--- start of Text to read ---

# Tivo Launcher Won't Work



## j0ester (Sep 1, 2020)

This is the 3rd time on my TiVO Stream 4K that when I click on the Menu Button on the remote, it will not go to the Menu - it just shows a black screen. If I press the Netflix button, it goes to Netflix. If I press and hold the Menu Button; it will show me shortcut Apps on the right-pane. If I reboot the device, it works fine... but then does it again in a few days.


----------



## dbpaddler (Sep 25, 2004)

Ate you using button mapper? All I can think of offhand. 

Sent from my SM-N975U1 using Tapatalk


----------



## j0ester (Sep 1, 2020)

I am not. Never downloaded any 3rd party Apps for this device.


----------



## jb brown (Aug 28, 2020)

what button are you saying is the "menu" button just so I understand


----------



## dbpaddler (Sep 25, 2004)

jb brown said:


> what button are you saying is the "menu" button just so I understand


Funny. I just got home and looked at the remote and was about to ask the same question. Felt like I was missing something.

Sent from my SM-N975U1 using Tapatalk


----------



## j0ester (Sep 1, 2020)

dbpaddler said:


> Funny. I just got home and looked at the remote and was about to ask the same question. Felt like I was missing something.
> 
> Sent from my SM-N975U1 using Tapatalk


The Menu button is on the Left-side of the Remote; under the Back button. If you press it.. it goes back to the Main Screen.


----------



## dbpaddler (Sep 25, 2004)

That's a home button, not menu button. It should take you to the main android tv screen.

Did you try resetting your TS4k or at least the remote Pairing? 

Sent from my SM-N975U1 using Tapatalk


----------



## Noelmel (Nov 6, 2014)

--- end of Text to read ---
--- start of Provided information ---

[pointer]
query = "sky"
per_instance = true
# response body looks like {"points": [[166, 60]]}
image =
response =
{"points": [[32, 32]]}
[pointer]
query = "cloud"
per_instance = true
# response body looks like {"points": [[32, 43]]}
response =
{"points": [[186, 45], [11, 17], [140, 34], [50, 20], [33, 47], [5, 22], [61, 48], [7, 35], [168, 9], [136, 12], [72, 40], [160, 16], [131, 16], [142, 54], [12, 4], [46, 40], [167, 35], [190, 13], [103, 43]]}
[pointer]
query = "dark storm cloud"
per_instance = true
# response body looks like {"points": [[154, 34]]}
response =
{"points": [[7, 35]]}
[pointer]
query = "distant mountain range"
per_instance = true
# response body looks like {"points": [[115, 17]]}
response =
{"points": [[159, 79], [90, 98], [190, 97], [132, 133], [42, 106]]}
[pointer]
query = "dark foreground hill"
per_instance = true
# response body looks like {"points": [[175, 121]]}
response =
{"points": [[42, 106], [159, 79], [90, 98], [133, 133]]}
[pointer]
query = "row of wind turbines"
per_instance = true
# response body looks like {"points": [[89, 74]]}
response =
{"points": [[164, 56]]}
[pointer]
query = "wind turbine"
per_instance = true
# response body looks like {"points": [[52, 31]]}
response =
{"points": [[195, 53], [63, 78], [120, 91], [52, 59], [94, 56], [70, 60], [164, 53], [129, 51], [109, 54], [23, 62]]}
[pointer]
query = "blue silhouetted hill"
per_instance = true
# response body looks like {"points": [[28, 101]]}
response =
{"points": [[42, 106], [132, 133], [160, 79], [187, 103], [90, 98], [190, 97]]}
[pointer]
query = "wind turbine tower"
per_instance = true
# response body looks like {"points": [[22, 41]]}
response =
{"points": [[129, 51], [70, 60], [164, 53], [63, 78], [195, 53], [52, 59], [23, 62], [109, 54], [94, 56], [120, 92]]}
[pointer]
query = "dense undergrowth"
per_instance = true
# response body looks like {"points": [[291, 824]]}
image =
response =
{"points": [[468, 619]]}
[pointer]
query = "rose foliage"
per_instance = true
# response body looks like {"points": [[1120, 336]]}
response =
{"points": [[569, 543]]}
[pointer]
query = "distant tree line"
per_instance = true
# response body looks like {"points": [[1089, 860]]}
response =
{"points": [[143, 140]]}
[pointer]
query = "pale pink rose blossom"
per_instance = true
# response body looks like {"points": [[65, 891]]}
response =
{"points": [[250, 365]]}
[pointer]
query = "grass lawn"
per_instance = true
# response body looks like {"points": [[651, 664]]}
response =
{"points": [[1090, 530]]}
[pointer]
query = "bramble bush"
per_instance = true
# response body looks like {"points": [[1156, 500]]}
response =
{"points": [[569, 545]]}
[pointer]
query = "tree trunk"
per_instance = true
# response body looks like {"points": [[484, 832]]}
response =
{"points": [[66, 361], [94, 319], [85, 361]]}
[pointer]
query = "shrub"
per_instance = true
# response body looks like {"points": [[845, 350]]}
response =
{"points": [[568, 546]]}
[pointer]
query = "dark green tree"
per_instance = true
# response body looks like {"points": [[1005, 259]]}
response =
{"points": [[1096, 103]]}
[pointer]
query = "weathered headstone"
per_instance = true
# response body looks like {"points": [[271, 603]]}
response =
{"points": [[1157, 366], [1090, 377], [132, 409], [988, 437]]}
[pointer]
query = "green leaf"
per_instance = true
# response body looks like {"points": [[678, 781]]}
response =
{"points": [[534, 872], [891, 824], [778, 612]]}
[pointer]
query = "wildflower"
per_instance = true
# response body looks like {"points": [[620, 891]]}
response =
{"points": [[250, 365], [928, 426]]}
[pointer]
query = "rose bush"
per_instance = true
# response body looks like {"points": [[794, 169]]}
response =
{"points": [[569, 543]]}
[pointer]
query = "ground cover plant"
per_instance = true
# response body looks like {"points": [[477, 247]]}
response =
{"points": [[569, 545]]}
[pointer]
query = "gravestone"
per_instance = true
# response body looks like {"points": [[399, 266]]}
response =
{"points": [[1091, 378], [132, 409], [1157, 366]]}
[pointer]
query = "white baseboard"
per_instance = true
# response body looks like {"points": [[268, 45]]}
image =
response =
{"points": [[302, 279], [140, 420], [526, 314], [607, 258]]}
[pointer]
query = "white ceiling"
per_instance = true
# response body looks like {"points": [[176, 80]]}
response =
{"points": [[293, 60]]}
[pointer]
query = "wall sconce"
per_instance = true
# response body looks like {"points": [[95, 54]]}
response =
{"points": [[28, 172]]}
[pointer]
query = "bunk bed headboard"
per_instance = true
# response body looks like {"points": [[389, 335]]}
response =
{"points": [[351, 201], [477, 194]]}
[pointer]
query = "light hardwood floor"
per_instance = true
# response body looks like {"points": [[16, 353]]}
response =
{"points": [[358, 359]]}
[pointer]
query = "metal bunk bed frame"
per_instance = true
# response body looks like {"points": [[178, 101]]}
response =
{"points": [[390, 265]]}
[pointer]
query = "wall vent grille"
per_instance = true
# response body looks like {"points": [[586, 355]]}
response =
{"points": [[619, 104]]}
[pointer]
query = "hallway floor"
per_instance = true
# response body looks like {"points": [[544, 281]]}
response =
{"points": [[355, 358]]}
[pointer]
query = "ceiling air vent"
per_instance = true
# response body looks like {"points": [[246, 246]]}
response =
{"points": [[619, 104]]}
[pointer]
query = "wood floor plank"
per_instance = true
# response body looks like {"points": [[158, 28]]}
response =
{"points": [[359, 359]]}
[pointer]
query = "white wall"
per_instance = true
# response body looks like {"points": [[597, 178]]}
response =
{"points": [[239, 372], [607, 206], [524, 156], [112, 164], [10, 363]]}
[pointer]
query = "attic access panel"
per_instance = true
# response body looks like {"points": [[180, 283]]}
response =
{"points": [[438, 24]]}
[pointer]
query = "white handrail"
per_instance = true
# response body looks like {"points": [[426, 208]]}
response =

--- end of Provided information ---

- _Written instruction 1_
In the forum thread about the TiVo launcher, where on the remote is the button the original poster calls the Menu button?
- _Written instruction 2_
Show every line of the listing that contains the string "rose". Case counts.

- _Full output 1_
It is on the left side of the remote, under the Back button.

- _Full output 2_
query = "rose foliage"
query = "pale pink rose blossom"
query = "rose bush"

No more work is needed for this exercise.